Repeat the listing below in full, exactly.

BEGIN

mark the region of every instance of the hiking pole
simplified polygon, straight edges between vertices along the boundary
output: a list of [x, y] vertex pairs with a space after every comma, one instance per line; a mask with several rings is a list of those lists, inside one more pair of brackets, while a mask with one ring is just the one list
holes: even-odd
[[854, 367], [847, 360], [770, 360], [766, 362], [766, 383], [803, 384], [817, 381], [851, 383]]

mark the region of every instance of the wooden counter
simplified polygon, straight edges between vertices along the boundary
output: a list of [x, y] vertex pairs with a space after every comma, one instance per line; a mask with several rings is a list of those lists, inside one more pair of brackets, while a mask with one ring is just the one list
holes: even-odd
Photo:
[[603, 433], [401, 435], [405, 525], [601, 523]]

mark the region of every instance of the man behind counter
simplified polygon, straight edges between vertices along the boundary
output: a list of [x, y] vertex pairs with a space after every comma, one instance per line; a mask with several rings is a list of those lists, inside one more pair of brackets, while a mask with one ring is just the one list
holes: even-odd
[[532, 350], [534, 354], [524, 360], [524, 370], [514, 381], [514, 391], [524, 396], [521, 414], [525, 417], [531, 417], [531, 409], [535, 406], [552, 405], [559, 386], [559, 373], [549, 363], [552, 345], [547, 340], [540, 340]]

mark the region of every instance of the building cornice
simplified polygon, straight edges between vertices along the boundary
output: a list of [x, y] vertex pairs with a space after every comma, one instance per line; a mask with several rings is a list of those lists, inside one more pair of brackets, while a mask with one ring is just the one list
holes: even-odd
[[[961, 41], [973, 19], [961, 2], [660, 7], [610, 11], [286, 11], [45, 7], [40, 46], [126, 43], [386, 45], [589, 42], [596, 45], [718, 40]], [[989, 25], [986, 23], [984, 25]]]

END

> Output of the exercise:
mark the region of every instance of the hiking pole
simplified polygon, straight edges between vertices along the boundary
output: a list of [x, y] vertex pairs with a space after every comma, one instance per line; a mask with several rings is a list of those lists, inside one more pair of brackets, while a mask with one ring is just the one list
holes: even-odd
[[854, 367], [847, 360], [770, 360], [766, 362], [766, 383], [803, 384], [817, 381], [851, 383]]

mark the region of every instance of the wooden counter
simplified polygon, straight edges between vertices along the boundary
output: a list of [x, y] vertex pairs with a space after every comma, one instance per line; a mask with several rings is a list of those lists, inside one more pair of brackets, while a mask with one ring is just the one list
holes: even-odd
Photo:
[[603, 433], [401, 435], [405, 525], [601, 523]]

mark the region of every instance of the man behind counter
simplified polygon, straight edges between vertices along the boundary
output: a list of [x, y] vertex pairs with a space after every comma, one instance per line; a mask with several rings is a list of those lists, inside one more pair of brackets, while a mask with one ring is just the one list
holes: even-odd
[[532, 350], [534, 354], [524, 360], [524, 370], [514, 381], [514, 391], [524, 396], [521, 414], [525, 417], [531, 417], [531, 409], [535, 406], [552, 405], [559, 386], [559, 373], [549, 363], [552, 345], [547, 340], [540, 340]]

mark the region of every instance of the building cornice
simplified polygon, straight edges between vertices along the boundary
output: a list of [x, y] vertex pairs with a space after every comma, one instance per line; a mask with several rings is a list of those lists, inside one more pair of brackets, while a mask with one ring is just the one list
holes: even-odd
[[[961, 41], [973, 19], [961, 2], [660, 7], [610, 11], [286, 11], [45, 7], [40, 46], [126, 43], [386, 45], [589, 42], [596, 45], [718, 40]], [[989, 25], [986, 23], [984, 25]]]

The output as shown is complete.